» **EXERCISE GOAL**: Arrange every line of the entries below as a Markdown table with two columns, Row and Line. Number the rows in order and leave out any blank lines.

» **LISTED ENTRIES**:
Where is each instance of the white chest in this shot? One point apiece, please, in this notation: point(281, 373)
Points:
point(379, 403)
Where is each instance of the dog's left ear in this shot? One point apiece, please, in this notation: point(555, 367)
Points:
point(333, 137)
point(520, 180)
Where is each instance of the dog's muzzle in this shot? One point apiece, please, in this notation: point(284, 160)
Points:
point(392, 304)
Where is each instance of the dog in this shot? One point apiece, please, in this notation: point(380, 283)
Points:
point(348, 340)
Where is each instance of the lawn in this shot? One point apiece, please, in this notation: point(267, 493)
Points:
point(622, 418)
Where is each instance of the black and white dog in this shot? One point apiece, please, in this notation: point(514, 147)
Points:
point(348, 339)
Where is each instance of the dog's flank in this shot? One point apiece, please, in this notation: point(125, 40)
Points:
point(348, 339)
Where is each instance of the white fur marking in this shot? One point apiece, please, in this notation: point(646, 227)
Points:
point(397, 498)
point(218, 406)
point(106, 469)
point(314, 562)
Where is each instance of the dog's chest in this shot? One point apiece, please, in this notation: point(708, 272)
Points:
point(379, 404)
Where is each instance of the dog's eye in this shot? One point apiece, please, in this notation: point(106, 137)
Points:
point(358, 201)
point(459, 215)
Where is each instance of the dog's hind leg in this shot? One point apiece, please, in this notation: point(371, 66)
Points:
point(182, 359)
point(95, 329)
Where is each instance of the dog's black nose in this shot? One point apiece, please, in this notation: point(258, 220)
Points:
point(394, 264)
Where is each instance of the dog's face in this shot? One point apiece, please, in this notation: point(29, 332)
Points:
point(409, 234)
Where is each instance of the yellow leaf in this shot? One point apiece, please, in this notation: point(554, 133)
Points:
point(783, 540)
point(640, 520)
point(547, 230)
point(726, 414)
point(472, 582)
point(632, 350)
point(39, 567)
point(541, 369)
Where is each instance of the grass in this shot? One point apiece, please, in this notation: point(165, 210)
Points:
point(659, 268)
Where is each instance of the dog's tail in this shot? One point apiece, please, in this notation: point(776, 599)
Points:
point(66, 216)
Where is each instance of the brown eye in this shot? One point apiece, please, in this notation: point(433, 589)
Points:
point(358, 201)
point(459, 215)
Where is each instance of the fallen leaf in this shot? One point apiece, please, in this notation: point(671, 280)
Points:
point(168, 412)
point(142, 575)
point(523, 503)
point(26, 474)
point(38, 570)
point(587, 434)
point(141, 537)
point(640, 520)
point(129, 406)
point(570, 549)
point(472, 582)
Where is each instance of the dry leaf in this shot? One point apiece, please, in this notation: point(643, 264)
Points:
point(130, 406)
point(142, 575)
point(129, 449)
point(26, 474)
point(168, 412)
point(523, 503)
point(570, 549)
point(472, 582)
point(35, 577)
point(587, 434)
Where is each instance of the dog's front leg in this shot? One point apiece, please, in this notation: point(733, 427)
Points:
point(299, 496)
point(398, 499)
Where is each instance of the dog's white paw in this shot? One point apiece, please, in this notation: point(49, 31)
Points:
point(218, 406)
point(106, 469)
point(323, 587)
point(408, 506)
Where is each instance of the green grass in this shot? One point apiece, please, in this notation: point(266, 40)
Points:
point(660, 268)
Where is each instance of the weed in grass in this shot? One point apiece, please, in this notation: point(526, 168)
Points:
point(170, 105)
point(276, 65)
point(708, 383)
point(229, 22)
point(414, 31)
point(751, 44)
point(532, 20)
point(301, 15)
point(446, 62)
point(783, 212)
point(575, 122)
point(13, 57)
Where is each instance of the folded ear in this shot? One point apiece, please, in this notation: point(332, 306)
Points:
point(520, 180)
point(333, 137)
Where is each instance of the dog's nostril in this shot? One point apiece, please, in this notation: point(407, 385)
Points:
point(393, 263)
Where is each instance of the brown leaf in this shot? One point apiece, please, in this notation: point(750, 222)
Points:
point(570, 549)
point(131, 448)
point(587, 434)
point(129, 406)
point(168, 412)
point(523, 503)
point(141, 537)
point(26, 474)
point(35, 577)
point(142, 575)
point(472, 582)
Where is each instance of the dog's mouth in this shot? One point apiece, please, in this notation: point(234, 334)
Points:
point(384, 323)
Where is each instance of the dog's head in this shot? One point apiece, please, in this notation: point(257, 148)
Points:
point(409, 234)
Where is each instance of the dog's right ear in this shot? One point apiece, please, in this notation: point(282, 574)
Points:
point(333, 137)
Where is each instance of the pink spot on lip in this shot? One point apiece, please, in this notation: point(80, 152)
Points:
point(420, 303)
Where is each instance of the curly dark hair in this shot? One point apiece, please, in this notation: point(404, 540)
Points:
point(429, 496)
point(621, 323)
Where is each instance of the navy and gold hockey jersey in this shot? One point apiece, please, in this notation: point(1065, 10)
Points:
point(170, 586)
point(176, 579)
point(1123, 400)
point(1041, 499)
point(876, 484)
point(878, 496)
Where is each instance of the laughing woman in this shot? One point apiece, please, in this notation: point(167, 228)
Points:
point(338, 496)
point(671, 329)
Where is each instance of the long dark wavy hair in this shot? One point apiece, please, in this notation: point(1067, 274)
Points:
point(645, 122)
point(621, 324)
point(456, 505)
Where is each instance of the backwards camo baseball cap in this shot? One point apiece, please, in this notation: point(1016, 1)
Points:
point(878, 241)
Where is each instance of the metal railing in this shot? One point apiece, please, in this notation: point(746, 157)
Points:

» **SOLUTION**:
| Row | Line |
|---|---|
| 1 | Where is each instance of the white chest in this shot? One point apiece, please, in this notation: point(281, 373) |
| 2 | Points: |
| 3 | point(379, 403) |
| 4 | Where is each instance of the dog's left ear in this shot? One point apiece, please, in this notation: point(555, 367) |
| 5 | Points: |
| 6 | point(333, 137) |
| 7 | point(520, 180) |
| 8 | Where is each instance of the dog's muzzle in this shot? One point apiece, please, in this notation: point(284, 160) |
| 9 | Points: |
| 10 | point(392, 304) |
| 11 | Where is each instance of the dog in this shot? One point apiece, please, in this notation: point(380, 283) |
| 12 | Points: |
| 13 | point(348, 340) |
| 14 | Where is each instance of the lawn in this shot? One point apiece, please, in this notation: point(267, 493) |
| 15 | Points: |
| 16 | point(622, 418) |
| 17 | Where is each instance of the black and white dog in this shot? One point apiece, please, in this notation: point(514, 147) |
| 18 | Points: |
| 19 | point(348, 339) |
| 20 | Where is each instance of the dog's flank in this shot? One point apiece, please, in this notation: point(125, 40) |
| 21 | Points: |
| 22 | point(348, 339) |
| 23 | Where is each instance of the white fur marking in this shot? One point apiece, please, in this notation: point(646, 227) |
| 24 | Points: |
| 25 | point(397, 498) |
| 26 | point(218, 406) |
| 27 | point(106, 469) |
| 28 | point(314, 562) |
| 29 | Where is each instance of the dog's chest in this shot? One point apiece, please, in this notation: point(708, 272) |
| 30 | Points: |
| 31 | point(379, 404) |
| 32 | Where is each instance of the dog's eye in this shot? One point apiece, please, in this notation: point(106, 137) |
| 33 | Points: |
| 34 | point(358, 201) |
| 35 | point(459, 215) |
| 36 | Where is each instance of the dog's hind leg in this shot? One point apiece, please, in this notation: point(371, 66) |
| 37 | Points: |
| 38 | point(182, 359) |
| 39 | point(95, 329) |
| 40 | Where is each instance of the dog's black nose in this shot? One point apiece, please, in this notation: point(258, 220) |
| 41 | Points: |
| 42 | point(394, 264) |
| 43 | Where is each instance of the dog's face in this shot? One point apiece, please, in this notation: point(29, 332) |
| 44 | Points: |
| 45 | point(409, 234) |
| 46 | Where is each instance of the yellow leaf in this shot? One point apiece, please, in this notation: point(554, 133) |
| 47 | Points: |
| 48 | point(783, 540) |
| 49 | point(640, 520) |
| 50 | point(547, 230) |
| 51 | point(726, 414) |
| 52 | point(472, 582) |
| 53 | point(632, 350) |
| 54 | point(39, 567) |
| 55 | point(541, 369) |
| 56 | Where is each instance of the grass in this shot? One point apiece, please, in this notation: point(165, 210) |
| 57 | Points: |
| 58 | point(659, 268) |
| 59 | Where is each instance of the dog's tail in this shot? One point apiece, please, in this notation: point(776, 599) |
| 60 | Points: |
| 61 | point(66, 216) |
| 62 | Where is each instance of the brown eye in this shot? One point apiece, please, in this notation: point(433, 589) |
| 63 | Points: |
| 64 | point(358, 201) |
| 65 | point(459, 215) |
| 66 | Where is each instance of the fallen leaf in this shot? One point apiece, please, in this notation: point(671, 280) |
| 67 | Points: |
| 68 | point(168, 412) |
| 69 | point(142, 575) |
| 70 | point(523, 503) |
| 71 | point(26, 474) |
| 72 | point(38, 570) |
| 73 | point(587, 434) |
| 74 | point(141, 537) |
| 75 | point(640, 520) |
| 76 | point(129, 406) |
| 77 | point(570, 549) |
| 78 | point(472, 582) |
| 79 | Where is each instance of the dry leaf in this shot? One point apiece, please, in this notation: point(643, 264) |
| 80 | Points: |
| 81 | point(130, 406) |
| 82 | point(142, 575) |
| 83 | point(129, 449) |
| 84 | point(26, 474) |
| 85 | point(168, 412) |
| 86 | point(523, 503) |
| 87 | point(570, 549) |
| 88 | point(472, 582) |
| 89 | point(35, 577) |
| 90 | point(587, 434) |
| 91 | Where is each instance of the dog's front leg in this shot? One point apiece, please, in this notation: point(733, 427) |
| 92 | Points: |
| 93 | point(299, 496) |
| 94 | point(398, 499) |
| 95 | Where is each instance of the dog's white paw in this shot? One point apiece, please, in this notation: point(49, 31) |
| 96 | Points: |
| 97 | point(218, 406) |
| 98 | point(106, 469) |
| 99 | point(323, 587) |
| 100 | point(408, 506) |
| 101 | Where is each instance of the green grass in this shot? One point apiece, please, in this notation: point(266, 40) |
| 102 | Points: |
| 103 | point(660, 268) |
| 104 | Where is each instance of the weed in grass in this shot? One point apiece, please, in this notation: point(526, 168) |
| 105 | Points: |
| 106 | point(170, 105) |
| 107 | point(276, 65) |
| 108 | point(708, 383) |
| 109 | point(229, 22) |
| 110 | point(414, 31) |
| 111 | point(751, 44) |
| 112 | point(532, 20) |
| 113 | point(301, 15) |
| 114 | point(446, 62) |
| 115 | point(783, 212) |
| 116 | point(575, 122) |
| 117 | point(13, 57) |
| 118 | Where is each instance of the folded ear in this shot? One point apiece, please, in this notation: point(332, 306) |
| 119 | Points: |
| 120 | point(520, 180) |
| 121 | point(333, 137) |
| 122 | Where is each instance of the dog's nostril in this shot? One point apiece, please, in this notation: point(407, 385) |
| 123 | Points: |
| 124 | point(393, 263) |
| 125 | Where is each instance of the brown leaf in this shot? One point apiece, please, in this notation: point(750, 222) |
| 126 | Points: |
| 127 | point(570, 549) |
| 128 | point(131, 448) |
| 129 | point(587, 434) |
| 130 | point(129, 406) |
| 131 | point(168, 412) |
| 132 | point(523, 503) |
| 133 | point(141, 537) |
| 134 | point(26, 474) |
| 135 | point(35, 577) |
| 136 | point(142, 575) |
| 137 | point(472, 582) |
| 138 | Where is each instance of the dog's mouth in this shot? One point apiece, please, in this notation: point(234, 334) |
| 139 | Points: |
| 140 | point(384, 323) |
| 141 | Where is each instance of the dog's head in this shot? One point apiece, please, in this notation: point(257, 148) |
| 142 | Points: |
| 143 | point(409, 234) |
| 144 | Where is each instance of the dog's right ear in this shot? One point apiece, please, in this notation: point(282, 574) |
| 145 | Points: |
| 146 | point(333, 137) |
| 147 | Where is each instance of the pink spot on lip in this shot? One point apiece, please, in this notation: point(80, 152) |
| 148 | Points: |
| 149 | point(420, 303) |
| 150 | Where is each instance of the curly dark hair in this shot? One point apiece, please, in this notation: point(404, 540) |
| 151 | Points: |
| 152 | point(429, 496) |
| 153 | point(621, 323) |
| 154 | Where is each instance of the navy and gold hockey jersey in this shot? One point apiece, please, in this notation: point(1065, 10) |
| 155 | Points: |
| 156 | point(170, 586) |
| 157 | point(176, 579) |
| 158 | point(1123, 400) |
| 159 | point(1041, 499) |
| 160 | point(876, 484) |
| 161 | point(878, 496) |
| 162 | Where is each instance of the laughing woman in this shot? One point apiece, please, in this notation: point(167, 228) |
| 163 | Points: |
| 164 | point(338, 496) |
| 165 | point(671, 329) |
| 166 | Where is each instance of the long dark wavy hair in this shot? One point apiece, please, in this notation: point(1067, 274) |
| 167 | Points: |
| 168 | point(645, 122) |
| 169 | point(621, 324) |
| 170 | point(456, 505) |
| 171 | Where is each instance of the backwards camo baseball cap in this shot? One point apiece, please, in this notation: point(1016, 1) |
| 172 | Points: |
| 173 | point(878, 241) |
| 174 | Where is each instance of the metal railing in this shot? One point apiece, please, in this notation: point(746, 157) |
| 175 | Points: |